>> begin Data records
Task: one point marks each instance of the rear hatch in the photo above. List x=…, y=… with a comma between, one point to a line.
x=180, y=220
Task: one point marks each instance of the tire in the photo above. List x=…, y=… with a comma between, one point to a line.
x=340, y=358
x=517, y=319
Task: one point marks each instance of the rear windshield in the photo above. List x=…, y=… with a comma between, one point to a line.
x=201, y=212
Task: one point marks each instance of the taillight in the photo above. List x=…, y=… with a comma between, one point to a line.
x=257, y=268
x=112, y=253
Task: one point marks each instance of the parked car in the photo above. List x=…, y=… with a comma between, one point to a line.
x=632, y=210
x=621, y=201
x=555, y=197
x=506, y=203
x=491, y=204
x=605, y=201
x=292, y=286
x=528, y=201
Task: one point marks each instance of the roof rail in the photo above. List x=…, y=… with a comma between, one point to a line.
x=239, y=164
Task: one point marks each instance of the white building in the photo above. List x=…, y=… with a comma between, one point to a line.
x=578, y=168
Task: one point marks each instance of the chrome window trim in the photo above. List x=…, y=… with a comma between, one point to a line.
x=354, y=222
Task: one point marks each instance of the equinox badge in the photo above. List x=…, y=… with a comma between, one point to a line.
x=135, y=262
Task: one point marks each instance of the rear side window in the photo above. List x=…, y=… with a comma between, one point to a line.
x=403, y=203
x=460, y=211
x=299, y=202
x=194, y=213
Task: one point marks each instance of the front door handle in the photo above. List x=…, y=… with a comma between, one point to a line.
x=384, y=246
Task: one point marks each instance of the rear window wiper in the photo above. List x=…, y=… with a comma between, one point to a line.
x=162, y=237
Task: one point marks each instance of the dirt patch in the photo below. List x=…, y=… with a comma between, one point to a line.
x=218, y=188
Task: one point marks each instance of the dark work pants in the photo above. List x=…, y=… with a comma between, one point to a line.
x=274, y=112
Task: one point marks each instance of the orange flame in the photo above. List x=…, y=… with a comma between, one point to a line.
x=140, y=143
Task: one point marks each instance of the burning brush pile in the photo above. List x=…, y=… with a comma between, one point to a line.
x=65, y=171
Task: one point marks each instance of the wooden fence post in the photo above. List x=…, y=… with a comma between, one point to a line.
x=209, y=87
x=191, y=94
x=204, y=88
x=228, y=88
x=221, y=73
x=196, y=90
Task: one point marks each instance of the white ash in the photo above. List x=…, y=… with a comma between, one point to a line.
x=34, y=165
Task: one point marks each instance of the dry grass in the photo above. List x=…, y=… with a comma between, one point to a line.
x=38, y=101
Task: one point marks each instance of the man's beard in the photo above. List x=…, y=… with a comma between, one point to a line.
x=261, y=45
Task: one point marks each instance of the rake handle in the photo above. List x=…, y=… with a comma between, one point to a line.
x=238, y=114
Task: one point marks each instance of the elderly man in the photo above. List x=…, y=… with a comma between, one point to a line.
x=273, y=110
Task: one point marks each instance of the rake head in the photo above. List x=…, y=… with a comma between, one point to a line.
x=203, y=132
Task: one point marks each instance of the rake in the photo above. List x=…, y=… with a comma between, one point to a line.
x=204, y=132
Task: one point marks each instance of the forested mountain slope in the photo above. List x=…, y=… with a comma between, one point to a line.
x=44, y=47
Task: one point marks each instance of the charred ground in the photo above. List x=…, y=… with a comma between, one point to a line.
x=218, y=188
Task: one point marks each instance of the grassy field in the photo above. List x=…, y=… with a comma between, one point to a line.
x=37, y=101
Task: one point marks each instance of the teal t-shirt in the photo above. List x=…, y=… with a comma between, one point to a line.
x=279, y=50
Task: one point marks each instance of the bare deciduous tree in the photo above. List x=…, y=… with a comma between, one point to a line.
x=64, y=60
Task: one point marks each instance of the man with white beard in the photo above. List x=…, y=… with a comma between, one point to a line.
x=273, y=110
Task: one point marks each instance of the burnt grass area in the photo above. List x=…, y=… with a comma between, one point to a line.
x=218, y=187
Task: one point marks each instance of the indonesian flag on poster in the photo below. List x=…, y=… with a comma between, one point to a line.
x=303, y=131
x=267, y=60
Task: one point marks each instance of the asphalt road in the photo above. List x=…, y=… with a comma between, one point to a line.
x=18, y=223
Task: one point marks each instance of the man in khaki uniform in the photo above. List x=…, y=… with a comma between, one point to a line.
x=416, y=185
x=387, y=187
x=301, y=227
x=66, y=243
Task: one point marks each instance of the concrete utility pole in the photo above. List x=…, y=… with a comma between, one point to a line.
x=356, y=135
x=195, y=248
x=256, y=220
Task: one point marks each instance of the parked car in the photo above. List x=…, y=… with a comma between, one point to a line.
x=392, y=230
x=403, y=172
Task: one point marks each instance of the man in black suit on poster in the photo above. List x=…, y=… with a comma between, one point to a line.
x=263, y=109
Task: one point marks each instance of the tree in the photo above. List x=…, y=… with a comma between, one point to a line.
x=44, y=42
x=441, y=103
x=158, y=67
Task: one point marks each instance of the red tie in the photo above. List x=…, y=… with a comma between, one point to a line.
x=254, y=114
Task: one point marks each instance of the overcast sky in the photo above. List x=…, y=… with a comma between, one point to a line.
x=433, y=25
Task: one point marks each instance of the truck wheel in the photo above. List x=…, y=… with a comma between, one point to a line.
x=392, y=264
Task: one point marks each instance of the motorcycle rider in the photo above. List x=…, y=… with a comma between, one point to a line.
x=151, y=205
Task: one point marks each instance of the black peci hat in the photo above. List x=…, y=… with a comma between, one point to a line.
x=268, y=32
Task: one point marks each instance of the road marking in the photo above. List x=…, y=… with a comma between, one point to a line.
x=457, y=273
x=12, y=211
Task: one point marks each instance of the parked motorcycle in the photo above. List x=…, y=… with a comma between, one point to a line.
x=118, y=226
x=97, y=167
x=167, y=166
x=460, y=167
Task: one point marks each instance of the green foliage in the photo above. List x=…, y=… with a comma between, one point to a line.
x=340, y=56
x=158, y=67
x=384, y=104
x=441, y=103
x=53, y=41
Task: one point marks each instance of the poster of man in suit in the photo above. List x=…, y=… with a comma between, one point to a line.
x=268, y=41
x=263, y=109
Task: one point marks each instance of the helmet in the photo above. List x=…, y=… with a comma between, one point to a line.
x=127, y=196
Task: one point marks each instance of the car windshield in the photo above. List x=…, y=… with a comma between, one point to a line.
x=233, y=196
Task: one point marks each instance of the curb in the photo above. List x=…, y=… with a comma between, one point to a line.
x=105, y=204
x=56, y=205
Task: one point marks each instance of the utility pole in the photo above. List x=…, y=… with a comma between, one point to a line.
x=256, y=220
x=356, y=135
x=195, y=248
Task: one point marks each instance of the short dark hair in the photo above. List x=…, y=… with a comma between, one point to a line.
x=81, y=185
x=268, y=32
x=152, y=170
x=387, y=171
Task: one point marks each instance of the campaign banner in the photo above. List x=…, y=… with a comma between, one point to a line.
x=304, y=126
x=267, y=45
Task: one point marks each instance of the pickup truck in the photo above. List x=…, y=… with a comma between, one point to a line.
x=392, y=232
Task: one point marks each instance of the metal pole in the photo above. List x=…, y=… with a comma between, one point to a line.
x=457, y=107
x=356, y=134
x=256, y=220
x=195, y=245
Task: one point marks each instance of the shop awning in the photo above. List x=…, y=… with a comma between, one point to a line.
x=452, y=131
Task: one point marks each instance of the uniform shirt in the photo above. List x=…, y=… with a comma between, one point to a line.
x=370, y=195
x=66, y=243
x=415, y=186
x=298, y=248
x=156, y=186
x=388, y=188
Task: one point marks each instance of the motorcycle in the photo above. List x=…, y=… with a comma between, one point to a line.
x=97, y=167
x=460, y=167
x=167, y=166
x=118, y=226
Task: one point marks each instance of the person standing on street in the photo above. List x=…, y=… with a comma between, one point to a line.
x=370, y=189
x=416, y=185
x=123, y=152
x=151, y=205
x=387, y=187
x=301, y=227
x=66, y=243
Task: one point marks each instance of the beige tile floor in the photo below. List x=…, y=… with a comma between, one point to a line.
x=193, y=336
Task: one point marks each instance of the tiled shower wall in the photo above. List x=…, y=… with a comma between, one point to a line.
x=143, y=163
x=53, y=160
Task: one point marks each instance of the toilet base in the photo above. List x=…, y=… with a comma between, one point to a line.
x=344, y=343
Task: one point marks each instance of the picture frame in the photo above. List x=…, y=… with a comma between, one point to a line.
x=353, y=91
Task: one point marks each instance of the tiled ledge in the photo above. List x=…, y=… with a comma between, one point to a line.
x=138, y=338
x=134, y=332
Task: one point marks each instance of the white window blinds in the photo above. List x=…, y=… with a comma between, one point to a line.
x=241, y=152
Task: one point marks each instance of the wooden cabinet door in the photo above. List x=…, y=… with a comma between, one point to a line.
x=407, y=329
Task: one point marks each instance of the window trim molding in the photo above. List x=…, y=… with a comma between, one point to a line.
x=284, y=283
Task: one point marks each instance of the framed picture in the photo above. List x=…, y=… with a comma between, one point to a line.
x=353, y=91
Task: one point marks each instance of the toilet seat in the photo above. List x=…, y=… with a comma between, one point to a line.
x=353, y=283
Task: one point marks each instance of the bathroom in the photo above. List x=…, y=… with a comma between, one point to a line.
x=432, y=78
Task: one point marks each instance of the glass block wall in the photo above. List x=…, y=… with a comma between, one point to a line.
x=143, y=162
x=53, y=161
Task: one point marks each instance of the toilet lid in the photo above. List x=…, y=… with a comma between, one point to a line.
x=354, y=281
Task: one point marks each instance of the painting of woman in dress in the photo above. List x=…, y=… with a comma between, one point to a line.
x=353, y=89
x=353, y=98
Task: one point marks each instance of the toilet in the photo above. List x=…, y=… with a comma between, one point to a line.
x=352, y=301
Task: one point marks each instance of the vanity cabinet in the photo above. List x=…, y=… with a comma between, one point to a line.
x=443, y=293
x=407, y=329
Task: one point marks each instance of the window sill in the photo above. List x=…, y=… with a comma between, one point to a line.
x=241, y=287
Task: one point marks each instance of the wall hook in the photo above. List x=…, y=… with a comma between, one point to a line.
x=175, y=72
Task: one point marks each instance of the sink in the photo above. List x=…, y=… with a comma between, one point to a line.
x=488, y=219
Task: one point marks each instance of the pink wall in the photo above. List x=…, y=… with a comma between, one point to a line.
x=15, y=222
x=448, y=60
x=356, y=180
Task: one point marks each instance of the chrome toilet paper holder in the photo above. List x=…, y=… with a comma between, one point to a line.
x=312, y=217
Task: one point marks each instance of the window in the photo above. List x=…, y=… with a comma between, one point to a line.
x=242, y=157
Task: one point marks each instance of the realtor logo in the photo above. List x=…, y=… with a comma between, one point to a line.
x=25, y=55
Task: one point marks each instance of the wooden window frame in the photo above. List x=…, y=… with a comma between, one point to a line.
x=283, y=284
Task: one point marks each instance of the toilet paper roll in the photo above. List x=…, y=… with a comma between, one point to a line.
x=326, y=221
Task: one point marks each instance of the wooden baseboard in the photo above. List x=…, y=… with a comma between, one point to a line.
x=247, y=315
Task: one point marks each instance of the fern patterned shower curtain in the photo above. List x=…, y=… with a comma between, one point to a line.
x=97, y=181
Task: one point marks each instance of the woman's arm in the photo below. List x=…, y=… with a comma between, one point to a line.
>> end Data records
▸ Exercise aim
From the line containing "Task: one point marks each instance of the toilet paper" down to the final line of the data, write out every line exactly; both the first and last of these belong in your answer, and nothing else does.

▸ Finished answer
Task: one point marks each instance of the toilet paper roll in the photo above. List x=…, y=… with a comma between, one point to a line.
x=326, y=221
Task: one point marks each instance of the wooden baseboard in the photo above. List x=…, y=… with a comma between, one point to a line.
x=247, y=315
Task: one point marks each instance of the fern patterned shower curtain in the photo above. List x=…, y=… with a comma between, one point to a line.
x=97, y=181
Task: one point marks each instance of the woman's arm in the photo below. List x=…, y=… with a comma between, one point to a line.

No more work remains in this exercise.